STATED EXERCISE =
Reproduce the material line for line, starting at the line that contains "target | bus driver" and stopping after the line that contains "column 26, row 398". Leave the pictures out of the copy.

SUPPLIED RECORDS =
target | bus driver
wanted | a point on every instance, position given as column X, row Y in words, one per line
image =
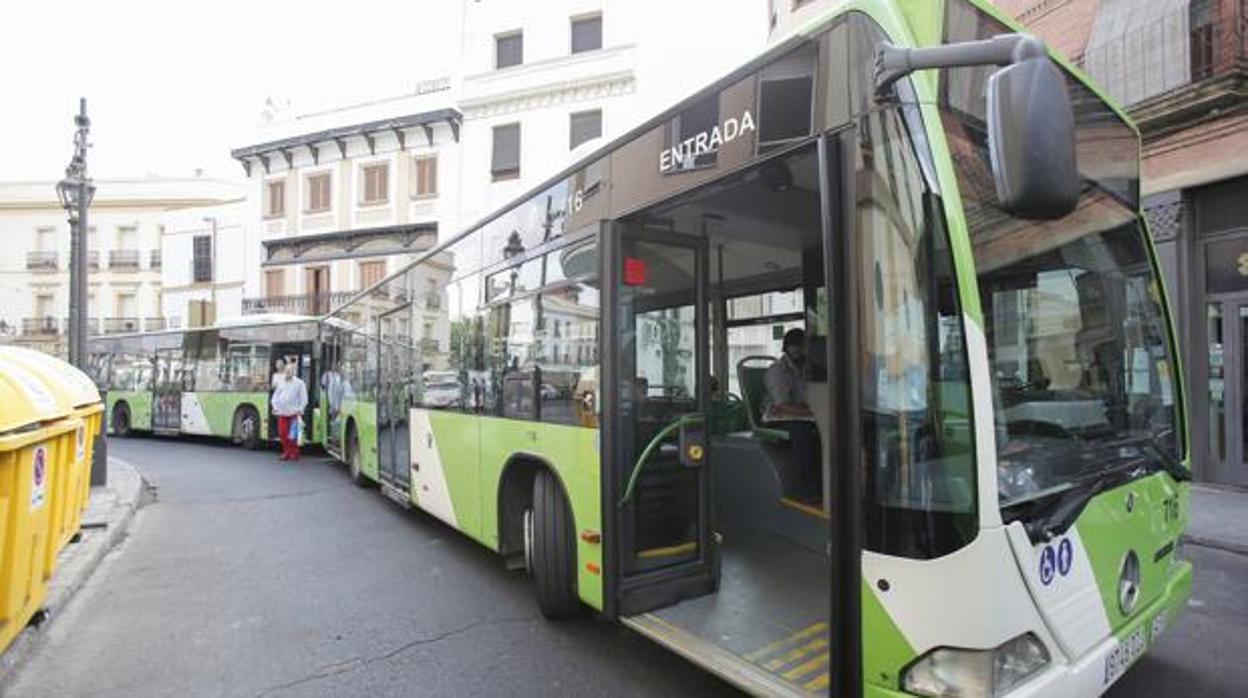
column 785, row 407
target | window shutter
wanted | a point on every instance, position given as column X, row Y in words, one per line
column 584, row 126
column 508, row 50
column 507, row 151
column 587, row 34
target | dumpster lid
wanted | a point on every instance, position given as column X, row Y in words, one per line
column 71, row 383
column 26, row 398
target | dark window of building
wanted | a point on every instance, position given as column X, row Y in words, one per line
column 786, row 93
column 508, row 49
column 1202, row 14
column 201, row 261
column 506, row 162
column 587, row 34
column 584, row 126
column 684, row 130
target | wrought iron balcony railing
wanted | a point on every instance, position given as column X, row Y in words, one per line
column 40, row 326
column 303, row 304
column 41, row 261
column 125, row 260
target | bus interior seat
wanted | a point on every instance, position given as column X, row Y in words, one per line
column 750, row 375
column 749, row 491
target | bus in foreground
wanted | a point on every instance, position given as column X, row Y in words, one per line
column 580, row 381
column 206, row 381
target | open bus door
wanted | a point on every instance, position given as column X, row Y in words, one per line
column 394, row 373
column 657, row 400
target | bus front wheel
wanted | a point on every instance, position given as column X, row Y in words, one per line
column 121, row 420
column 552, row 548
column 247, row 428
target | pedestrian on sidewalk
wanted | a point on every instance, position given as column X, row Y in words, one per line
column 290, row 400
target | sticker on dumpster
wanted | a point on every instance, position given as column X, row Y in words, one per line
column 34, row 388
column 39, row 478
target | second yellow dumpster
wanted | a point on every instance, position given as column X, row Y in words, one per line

* * *

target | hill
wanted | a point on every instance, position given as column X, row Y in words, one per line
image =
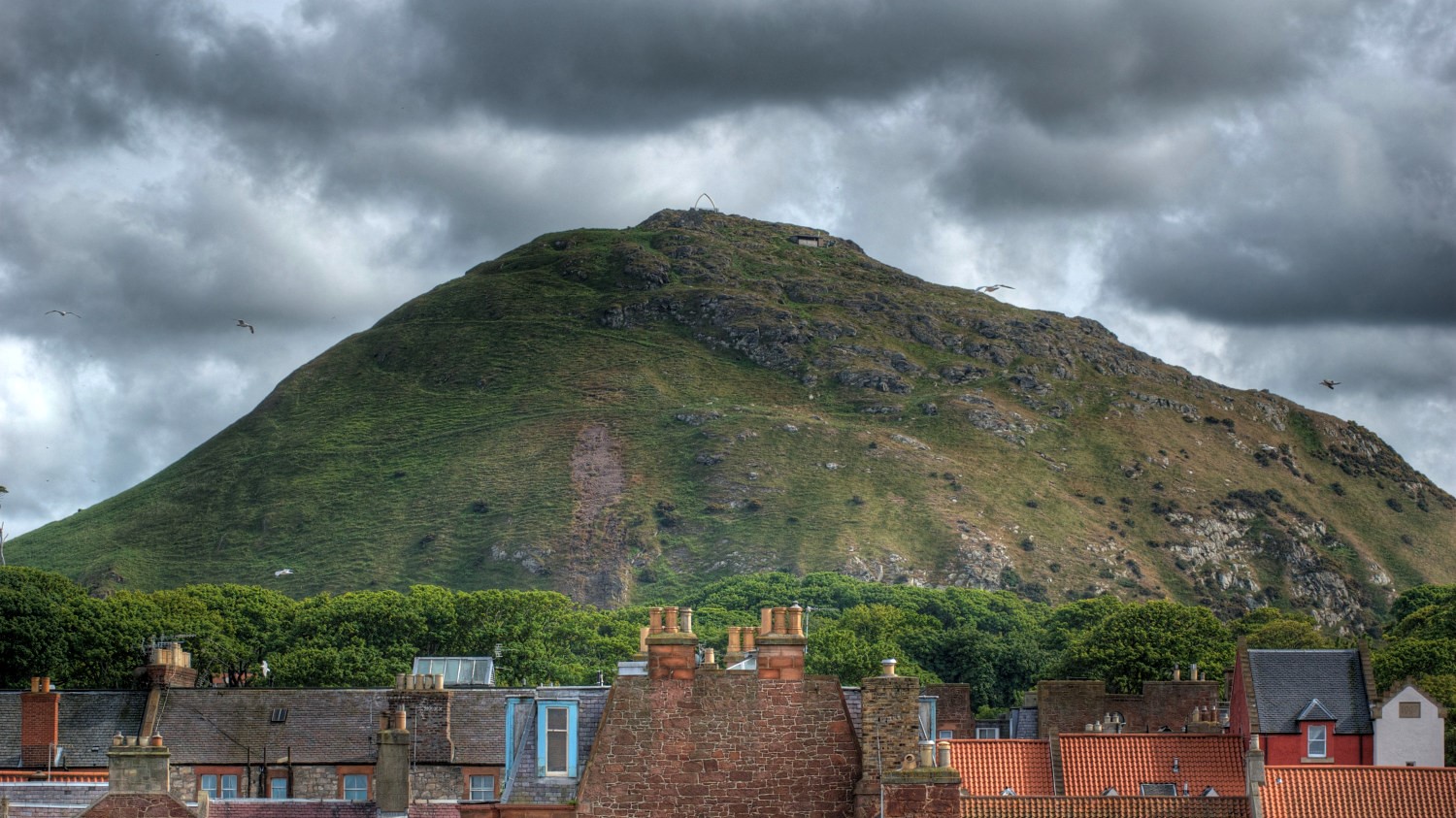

OUTPUT FOR THIS EXERCISE =
target | bus driver
wanted | a point on every instance, position given as column X, row Y in words, one per line
image =
column 785, row 407
target | window shutter
wanted | a point on every instance, position given as column X, row Y in words, one per line
column 584, row 126
column 508, row 50
column 507, row 151
column 587, row 34
target | dumpster lid
wanted | a point on every instance, position given as column X, row Y in words, one per line
column 71, row 383
column 26, row 398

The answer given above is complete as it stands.